[Problems to work on]
1. According to the option greeks text, what six inputs does any option-pricing model take to produce a theoretical value for American-exercise equity options?
2. Using the option greeks text, explain why it says the theoretical value is not really an output of a pricing model.

[Source text]
────────────────

Option Greeks

How to find greeks?
How to find greeks?
In 1973, Black and Scholes published a paper called "The Pricing of Options and Corporate Liabilities" in the Journal of Political Economy, that introduced the Black-Scholes option-pricing model to the world.
Soon, additional models and alterations to the Black-Scholes model were developed for options on indexes, dividend-paying stocks, bonds, commodities, and other optionable instruments.
All the option-pricing models commonly in use today have slightly different means but achieve the same end: the option's theoretical value.
For American-exercise equity options, six inputs are entered into any option-pricing model to generate a theoretical value: stock price, strike price, time until expiration, interest rate, dividends, and volatility.


Option greeks in LAVA
You can find greeks in an option chain
Theoretical value—what a concept! A trader plugs six numbers into a pricing model, and it tells him what the option is worth, right?
Well, in practical terms, that's not exactly how it works. An option is worth what the market bears.
The price of an option is determined by the forces of supply and demand working in a free and open market. Herein lies an important concept for option traders: the difference between price and value.
Price can be observed rather easily from any source that offers option quotes (LAVA app, web sites, your broker, quote vendors).
Value is calculated by a pricing model. But, in practice, the theoretical value is really not an output at all. It is already known: the market determines it.
The trader rectifies price and value by setting the theoretical value to fall between the bid and the offer of the option by adjusting the inputs to the model.
Professional traders often refer to the theoretical value as the fair value of the option. (you can check fair value in the Option scanner)

────────────────

[Given information]
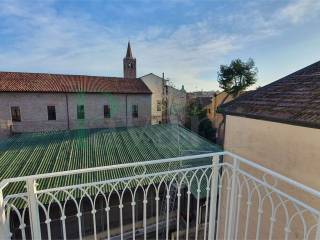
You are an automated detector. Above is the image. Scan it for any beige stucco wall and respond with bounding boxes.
[222,115,320,239]
[141,74,165,124]
[0,93,151,136]
[167,86,187,124]
[141,73,187,124]
[225,115,320,191]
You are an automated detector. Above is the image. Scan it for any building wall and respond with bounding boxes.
[141,74,165,124]
[224,115,320,239]
[225,115,320,190]
[141,74,187,124]
[0,93,151,136]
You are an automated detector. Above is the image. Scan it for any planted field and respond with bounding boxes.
[0,125,218,197]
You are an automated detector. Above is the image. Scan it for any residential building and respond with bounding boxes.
[219,61,320,238]
[140,73,187,124]
[0,43,151,136]
[212,92,242,145]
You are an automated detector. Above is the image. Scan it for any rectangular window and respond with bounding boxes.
[11,107,21,122]
[157,100,161,112]
[77,105,84,119]
[103,105,111,118]
[132,105,138,118]
[47,106,56,121]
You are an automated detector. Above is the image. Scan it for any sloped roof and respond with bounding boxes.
[219,61,320,128]
[0,125,220,197]
[0,72,151,94]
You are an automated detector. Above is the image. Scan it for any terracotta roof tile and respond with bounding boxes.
[0,72,151,94]
[219,61,320,128]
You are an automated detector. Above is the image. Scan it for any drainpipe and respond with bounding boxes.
[66,93,70,130]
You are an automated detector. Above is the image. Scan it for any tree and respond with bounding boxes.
[218,58,258,97]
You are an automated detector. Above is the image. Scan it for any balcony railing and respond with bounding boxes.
[0,152,320,240]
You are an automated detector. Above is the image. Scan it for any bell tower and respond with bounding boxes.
[123,41,137,78]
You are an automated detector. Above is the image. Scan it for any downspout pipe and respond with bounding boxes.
[66,93,70,130]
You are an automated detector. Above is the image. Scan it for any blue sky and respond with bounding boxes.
[0,0,320,91]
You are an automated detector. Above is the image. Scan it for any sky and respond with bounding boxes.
[0,0,320,91]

────────────────

[Outputs in order]
1. Stock price, strike price, time until expiration, interest rate, dividends, and volatility.

2. The theoretical value is already known because the market determines it. The trader makes price and value agree by adjusting the model's inputs until the theoretical value falls between the option's bid and offer.